Work required: What is needed is an exact reproduction of the lines in the records below, starting at the line with "tag the weathered wood" and ending at the line with "drop one pin per instance, shaped like <point>480,294</point>.", both included, and nothing else; pictures stay out.

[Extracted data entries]
▬▬▬

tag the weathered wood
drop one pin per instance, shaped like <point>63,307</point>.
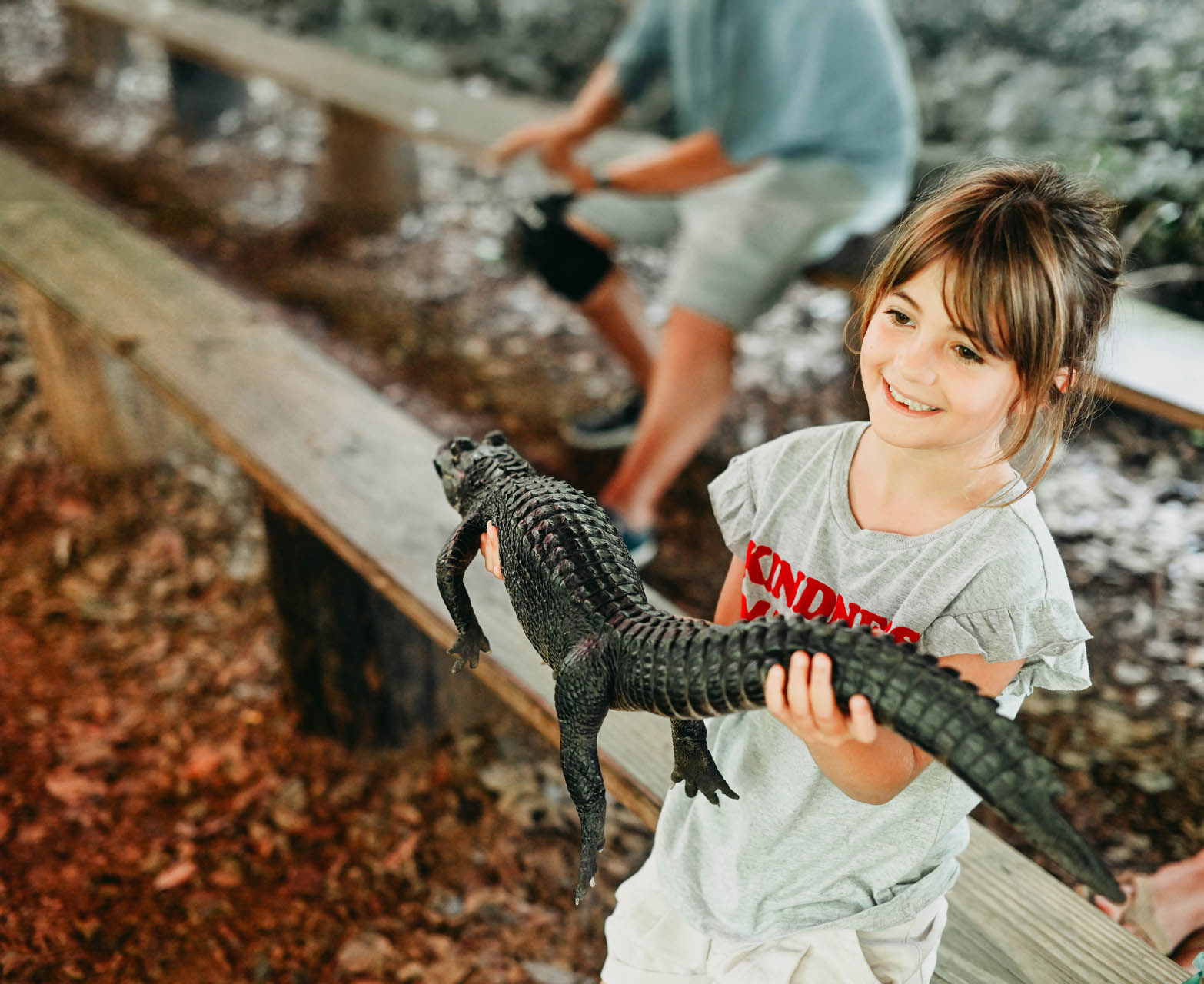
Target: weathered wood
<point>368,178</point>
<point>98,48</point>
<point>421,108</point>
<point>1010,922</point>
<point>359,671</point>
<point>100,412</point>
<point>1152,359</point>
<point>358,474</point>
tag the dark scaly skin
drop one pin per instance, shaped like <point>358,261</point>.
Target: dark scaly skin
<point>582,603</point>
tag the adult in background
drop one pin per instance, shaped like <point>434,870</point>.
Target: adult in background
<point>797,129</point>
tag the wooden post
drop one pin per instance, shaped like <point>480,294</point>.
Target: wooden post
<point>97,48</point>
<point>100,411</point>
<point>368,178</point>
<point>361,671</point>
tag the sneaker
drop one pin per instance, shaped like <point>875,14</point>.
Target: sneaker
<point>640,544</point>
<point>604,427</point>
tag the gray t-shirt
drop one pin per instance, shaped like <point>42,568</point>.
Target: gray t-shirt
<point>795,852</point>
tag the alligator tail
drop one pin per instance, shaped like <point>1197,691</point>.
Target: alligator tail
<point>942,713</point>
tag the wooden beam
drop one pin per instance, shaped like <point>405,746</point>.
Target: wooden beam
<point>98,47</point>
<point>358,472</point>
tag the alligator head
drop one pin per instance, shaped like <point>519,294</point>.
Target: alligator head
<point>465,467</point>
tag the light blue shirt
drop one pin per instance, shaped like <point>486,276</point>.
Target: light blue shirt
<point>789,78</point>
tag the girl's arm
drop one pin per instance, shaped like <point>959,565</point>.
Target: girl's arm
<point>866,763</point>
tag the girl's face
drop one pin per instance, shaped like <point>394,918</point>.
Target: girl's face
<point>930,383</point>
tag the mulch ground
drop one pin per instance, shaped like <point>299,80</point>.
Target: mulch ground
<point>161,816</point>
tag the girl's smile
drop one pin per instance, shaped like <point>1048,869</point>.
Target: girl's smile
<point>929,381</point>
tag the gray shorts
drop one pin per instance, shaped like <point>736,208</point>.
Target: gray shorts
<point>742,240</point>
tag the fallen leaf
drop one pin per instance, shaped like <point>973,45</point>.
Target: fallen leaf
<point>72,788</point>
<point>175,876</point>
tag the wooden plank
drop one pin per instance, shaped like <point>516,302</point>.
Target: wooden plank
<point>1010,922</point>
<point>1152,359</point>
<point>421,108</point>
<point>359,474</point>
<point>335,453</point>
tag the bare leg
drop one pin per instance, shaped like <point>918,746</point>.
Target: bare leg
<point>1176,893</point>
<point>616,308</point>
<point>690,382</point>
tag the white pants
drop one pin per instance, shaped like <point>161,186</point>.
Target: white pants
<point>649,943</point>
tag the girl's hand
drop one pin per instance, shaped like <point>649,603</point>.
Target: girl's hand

▬▬▬

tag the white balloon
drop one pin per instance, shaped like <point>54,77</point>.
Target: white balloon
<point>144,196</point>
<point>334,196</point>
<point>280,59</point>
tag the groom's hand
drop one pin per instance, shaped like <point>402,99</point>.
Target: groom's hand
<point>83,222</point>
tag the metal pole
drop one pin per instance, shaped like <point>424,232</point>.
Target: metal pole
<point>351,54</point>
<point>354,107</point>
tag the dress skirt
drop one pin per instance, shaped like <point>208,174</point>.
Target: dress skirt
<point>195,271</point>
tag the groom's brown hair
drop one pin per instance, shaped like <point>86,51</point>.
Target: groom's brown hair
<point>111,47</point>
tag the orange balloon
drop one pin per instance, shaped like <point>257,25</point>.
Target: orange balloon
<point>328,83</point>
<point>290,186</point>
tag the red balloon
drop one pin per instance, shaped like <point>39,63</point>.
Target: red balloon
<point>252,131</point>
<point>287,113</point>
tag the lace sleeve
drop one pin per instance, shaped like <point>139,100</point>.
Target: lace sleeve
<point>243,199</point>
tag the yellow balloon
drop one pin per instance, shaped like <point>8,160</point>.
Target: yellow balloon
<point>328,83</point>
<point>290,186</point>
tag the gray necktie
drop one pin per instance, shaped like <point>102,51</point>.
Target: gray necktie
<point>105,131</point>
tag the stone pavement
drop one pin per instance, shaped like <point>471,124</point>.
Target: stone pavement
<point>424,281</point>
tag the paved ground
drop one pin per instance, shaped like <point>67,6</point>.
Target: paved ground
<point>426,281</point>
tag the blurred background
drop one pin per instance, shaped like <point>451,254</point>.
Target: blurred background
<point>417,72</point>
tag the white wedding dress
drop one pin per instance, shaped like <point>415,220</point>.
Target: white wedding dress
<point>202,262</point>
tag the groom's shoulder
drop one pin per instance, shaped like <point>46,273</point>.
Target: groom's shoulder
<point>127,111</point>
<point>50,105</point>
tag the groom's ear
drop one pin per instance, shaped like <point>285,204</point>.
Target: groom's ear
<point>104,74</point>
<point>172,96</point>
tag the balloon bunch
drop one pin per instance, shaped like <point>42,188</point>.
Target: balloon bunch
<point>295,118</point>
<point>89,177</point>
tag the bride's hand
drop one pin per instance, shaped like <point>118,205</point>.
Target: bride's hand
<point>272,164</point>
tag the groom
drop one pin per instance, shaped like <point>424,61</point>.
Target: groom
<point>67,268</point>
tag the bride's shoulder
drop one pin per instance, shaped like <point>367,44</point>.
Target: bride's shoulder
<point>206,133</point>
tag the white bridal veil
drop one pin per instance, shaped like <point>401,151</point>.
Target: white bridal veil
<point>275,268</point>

▬▬▬

Answer space:
tag the weathered wood
drop one pin per instance, shaped like <point>63,307</point>.
Target: weathered wood
<point>368,178</point>
<point>98,48</point>
<point>421,108</point>
<point>1010,922</point>
<point>359,671</point>
<point>100,412</point>
<point>1152,359</point>
<point>358,474</point>
tag the dark scaly skin
drop one pin per instance, shaped like <point>358,261</point>.
Target: dark scaly skin
<point>582,603</point>
tag the adult in background
drop one pin per instance, shaped like <point>434,870</point>.
Target: adult in background
<point>797,129</point>
tag the wooden post
drop one pin per instance, shaped like <point>480,294</point>.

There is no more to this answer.